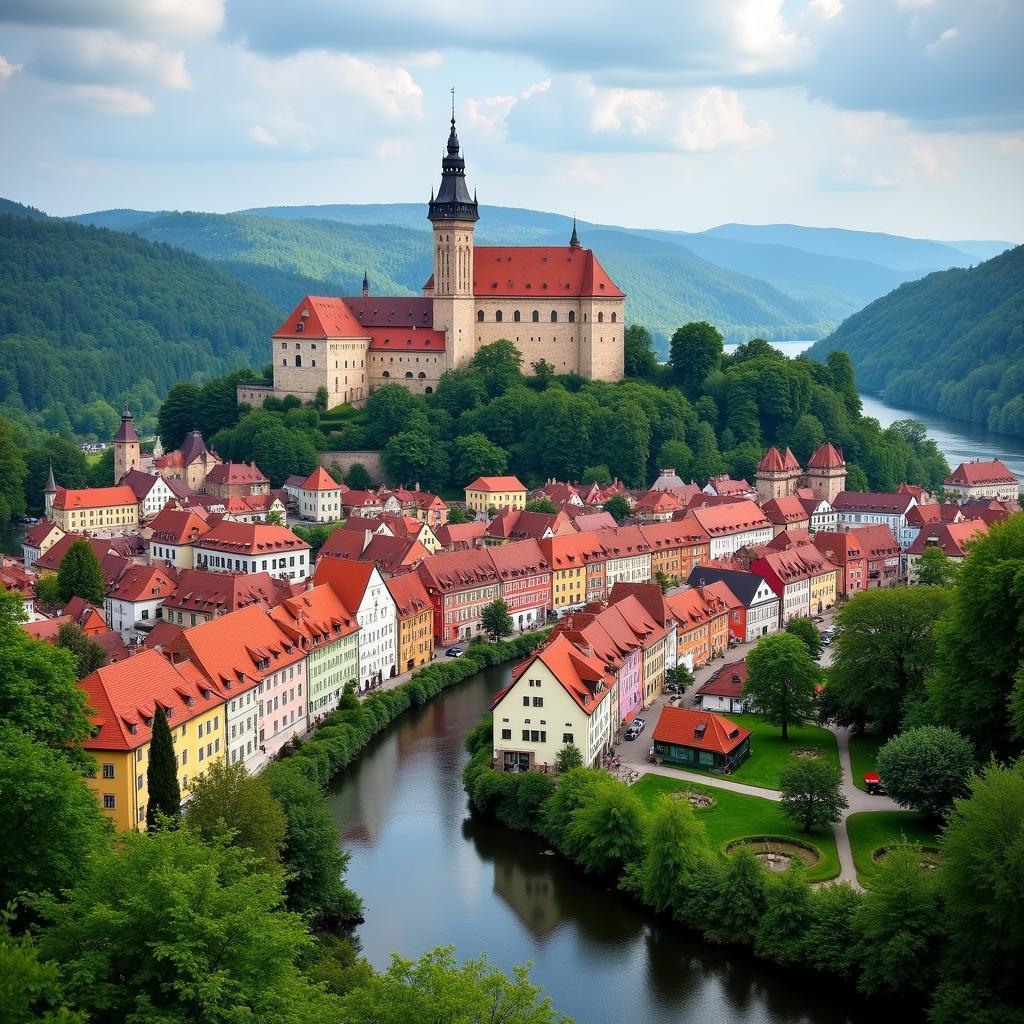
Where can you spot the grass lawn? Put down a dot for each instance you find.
(769, 755)
(870, 829)
(736, 816)
(863, 750)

#### [Exercise aim]
Except for the pictures, return every line of the material exactly.

#### [Completed task]
Where can you spot the grass lawn? Put down a dot for each instance you find.
(769, 755)
(870, 829)
(736, 816)
(863, 750)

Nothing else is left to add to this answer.